• **Exercise objective**
Check every line of the data below for "noun". Copy each one that has it.

*** Material supplied

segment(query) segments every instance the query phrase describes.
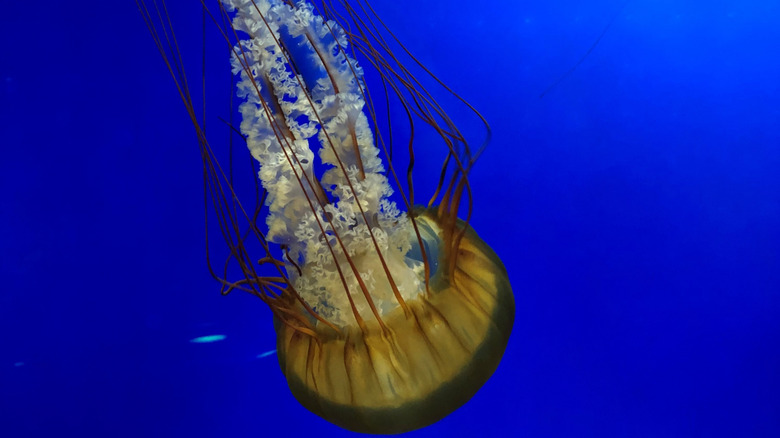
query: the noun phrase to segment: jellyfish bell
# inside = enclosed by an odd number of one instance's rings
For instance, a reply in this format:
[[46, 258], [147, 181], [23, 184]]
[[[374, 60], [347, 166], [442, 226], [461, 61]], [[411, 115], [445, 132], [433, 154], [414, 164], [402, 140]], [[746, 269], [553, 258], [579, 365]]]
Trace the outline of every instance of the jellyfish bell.
[[473, 230], [456, 254], [434, 211], [416, 218], [430, 229], [428, 242], [442, 246], [439, 264], [455, 259], [451, 273], [437, 270], [403, 307], [360, 325], [316, 325], [313, 336], [277, 325], [293, 394], [346, 429], [401, 433], [440, 420], [482, 387], [506, 348], [514, 302], [501, 261]]
[[[394, 36], [365, 1], [202, 4], [230, 48], [241, 116], [231, 129], [262, 185], [249, 202], [197, 117], [164, 3], [138, 0], [196, 127], [226, 266], [240, 268], [237, 280], [214, 272], [223, 293], [268, 304], [282, 372], [315, 414], [376, 434], [440, 420], [496, 370], [514, 320], [506, 270], [468, 224], [468, 173], [481, 149], [393, 55]], [[384, 95], [366, 87], [365, 68]], [[403, 140], [378, 116], [391, 101], [408, 118]], [[426, 207], [415, 206], [415, 121], [446, 146]], [[393, 143], [408, 147], [405, 185]]]

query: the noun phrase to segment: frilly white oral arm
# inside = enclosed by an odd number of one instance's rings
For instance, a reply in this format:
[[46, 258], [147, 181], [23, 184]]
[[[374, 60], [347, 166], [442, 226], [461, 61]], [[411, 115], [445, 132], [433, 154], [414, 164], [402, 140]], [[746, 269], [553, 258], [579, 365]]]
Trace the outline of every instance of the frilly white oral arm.
[[[338, 309], [348, 307], [343, 293], [344, 302], [326, 303], [330, 287], [322, 286], [338, 284], [343, 290], [335, 266], [345, 253], [361, 265], [365, 284], [382, 283], [372, 287], [378, 307], [397, 305], [377, 250], [394, 259], [389, 263], [394, 277], [409, 278], [397, 285], [402, 294], [419, 289], [420, 264], [405, 257], [411, 227], [388, 199], [393, 190], [364, 112], [363, 71], [347, 54], [346, 34], [306, 1], [222, 3], [239, 36], [231, 61], [243, 99], [240, 130], [268, 191], [267, 239], [288, 246], [304, 271], [297, 278], [288, 269], [296, 289], [324, 316], [339, 320]], [[312, 145], [326, 168], [319, 182]], [[319, 187], [330, 193], [327, 202], [319, 202], [322, 196], [318, 201]], [[399, 272], [405, 269], [415, 274]], [[355, 270], [345, 271], [350, 291], [358, 290]]]

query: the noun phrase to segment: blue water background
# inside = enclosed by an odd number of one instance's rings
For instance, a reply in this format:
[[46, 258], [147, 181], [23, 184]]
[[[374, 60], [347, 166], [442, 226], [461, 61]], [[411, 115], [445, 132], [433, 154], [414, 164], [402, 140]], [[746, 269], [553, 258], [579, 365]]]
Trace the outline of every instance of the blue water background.
[[[517, 300], [494, 377], [409, 436], [780, 436], [780, 2], [373, 3], [493, 127], [472, 223]], [[3, 5], [0, 148], [0, 436], [355, 436], [209, 276], [134, 2]]]

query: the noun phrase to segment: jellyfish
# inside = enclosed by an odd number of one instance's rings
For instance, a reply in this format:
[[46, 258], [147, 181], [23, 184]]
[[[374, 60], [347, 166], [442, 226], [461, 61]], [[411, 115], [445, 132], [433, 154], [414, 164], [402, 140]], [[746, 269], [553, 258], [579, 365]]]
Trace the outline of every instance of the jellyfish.
[[[279, 365], [309, 411], [373, 434], [444, 418], [496, 370], [514, 321], [506, 269], [469, 225], [468, 174], [484, 146], [470, 146], [417, 75], [438, 80], [365, 0], [202, 3], [229, 51], [240, 123], [228, 125], [260, 182], [250, 199], [206, 136], [164, 2], [138, 0], [196, 128], [228, 248], [223, 272], [209, 264], [223, 293], [271, 309]], [[399, 47], [417, 71], [393, 54]], [[366, 70], [381, 90], [369, 89]], [[407, 130], [381, 116], [391, 101]], [[416, 144], [420, 124], [444, 145], [425, 206], [412, 178], [415, 149], [431, 149]]]

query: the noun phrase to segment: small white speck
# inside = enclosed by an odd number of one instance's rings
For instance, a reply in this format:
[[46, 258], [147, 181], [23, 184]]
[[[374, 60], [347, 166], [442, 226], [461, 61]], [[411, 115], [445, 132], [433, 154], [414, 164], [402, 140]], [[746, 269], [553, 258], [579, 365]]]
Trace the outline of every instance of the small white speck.
[[210, 344], [212, 342], [219, 342], [225, 340], [225, 335], [206, 335], [198, 336], [197, 338], [190, 339], [193, 344]]
[[262, 359], [262, 358], [268, 357], [268, 356], [270, 356], [272, 354], [276, 354], [276, 350], [268, 350], [265, 353], [260, 353], [260, 354], [257, 355], [257, 358], [258, 359]]

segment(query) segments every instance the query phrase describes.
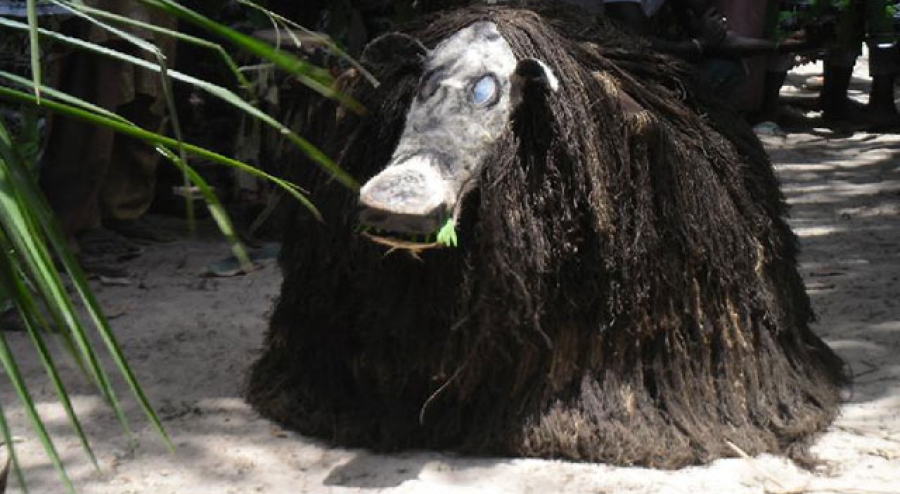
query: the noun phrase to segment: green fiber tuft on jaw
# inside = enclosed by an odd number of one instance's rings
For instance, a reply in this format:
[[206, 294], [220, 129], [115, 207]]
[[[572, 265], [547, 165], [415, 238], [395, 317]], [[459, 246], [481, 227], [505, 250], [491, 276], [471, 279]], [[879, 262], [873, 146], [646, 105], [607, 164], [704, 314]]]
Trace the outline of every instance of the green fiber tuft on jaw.
[[456, 221], [453, 218], [447, 218], [447, 222], [441, 227], [437, 234], [437, 242], [445, 247], [456, 247], [459, 242], [456, 238]]

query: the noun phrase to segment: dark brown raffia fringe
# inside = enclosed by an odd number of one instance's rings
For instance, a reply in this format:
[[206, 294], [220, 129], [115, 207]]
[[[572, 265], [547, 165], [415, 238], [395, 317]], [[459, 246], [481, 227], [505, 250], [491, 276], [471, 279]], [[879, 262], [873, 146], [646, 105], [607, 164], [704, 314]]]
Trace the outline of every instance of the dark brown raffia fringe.
[[[841, 360], [809, 327], [797, 242], [750, 129], [685, 68], [553, 12], [445, 12], [427, 46], [495, 22], [558, 92], [529, 95], [466, 199], [461, 245], [422, 260], [360, 237], [357, 198], [306, 164], [284, 284], [248, 398], [304, 434], [675, 468], [798, 457], [835, 417]], [[563, 34], [564, 33], [564, 34]], [[382, 68], [306, 132], [361, 180], [388, 162], [419, 72]]]

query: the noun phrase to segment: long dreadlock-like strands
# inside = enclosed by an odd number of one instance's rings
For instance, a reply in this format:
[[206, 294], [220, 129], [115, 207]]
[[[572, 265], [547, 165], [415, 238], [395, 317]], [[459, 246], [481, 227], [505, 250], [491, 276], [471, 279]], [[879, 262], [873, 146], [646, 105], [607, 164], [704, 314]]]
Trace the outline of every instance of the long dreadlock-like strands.
[[[526, 95], [466, 199], [460, 248], [424, 262], [385, 256], [356, 234], [356, 197], [296, 167], [326, 223], [290, 215], [250, 401], [376, 449], [664, 468], [731, 456], [729, 442], [802, 454], [836, 413], [843, 367], [808, 327], [796, 239], [752, 132], [682, 65], [602, 24], [480, 8], [413, 34], [434, 46], [479, 20], [559, 91]], [[311, 130], [369, 178], [419, 76], [388, 67], [378, 88], [350, 88], [367, 116], [323, 103]]]

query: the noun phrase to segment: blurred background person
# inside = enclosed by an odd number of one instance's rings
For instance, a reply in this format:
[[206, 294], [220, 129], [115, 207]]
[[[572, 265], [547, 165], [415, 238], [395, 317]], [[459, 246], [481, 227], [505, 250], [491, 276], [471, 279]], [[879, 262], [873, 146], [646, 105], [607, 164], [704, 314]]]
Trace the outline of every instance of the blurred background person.
[[[88, 6], [162, 27], [175, 21], [133, 0], [87, 0]], [[139, 28], [122, 28], [154, 42], [173, 63], [174, 41]], [[156, 62], [99, 26], [77, 17], [63, 23], [64, 34]], [[48, 85], [117, 113], [140, 127], [161, 132], [165, 122], [159, 73], [71, 47], [57, 47], [48, 60]], [[51, 118], [40, 184], [84, 269], [124, 276], [117, 263], [138, 255], [137, 243], [171, 241], [171, 233], [144, 217], [154, 198], [160, 155], [136, 139], [112, 130]]]

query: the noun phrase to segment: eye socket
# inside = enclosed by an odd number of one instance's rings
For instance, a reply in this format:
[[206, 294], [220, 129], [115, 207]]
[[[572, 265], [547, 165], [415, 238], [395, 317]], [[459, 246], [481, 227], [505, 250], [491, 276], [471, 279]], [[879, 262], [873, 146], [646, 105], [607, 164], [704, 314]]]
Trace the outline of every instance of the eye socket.
[[497, 78], [486, 75], [472, 86], [472, 101], [478, 106], [487, 106], [497, 101]]
[[434, 96], [434, 93], [437, 92], [438, 88], [441, 85], [441, 79], [443, 78], [444, 70], [442, 69], [435, 69], [426, 72], [425, 75], [422, 76], [422, 82], [420, 83], [418, 91], [419, 100], [425, 101]]

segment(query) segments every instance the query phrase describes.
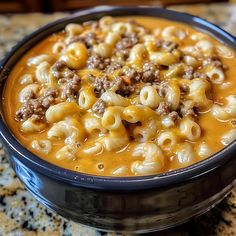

******

• **Response below**
query: the noun phrase to segment: jellyfish bell
query: the noun phrase to segment: frilly white oral arm
query: the noun phrase to segment: blue water background
query: the noun phrase to segment: jellyfish
query: the noun phrase to segment: small white speck
query: the noun phrase to segment: green fiber tuft on jaw
query: the noun phrase to segment: dark brown raffia fringe
query: the noun phrase to segment: long dreadlock-like strands
query: the noun phrase to segment: blurred background person
query: the noun phrase to segment: eye socket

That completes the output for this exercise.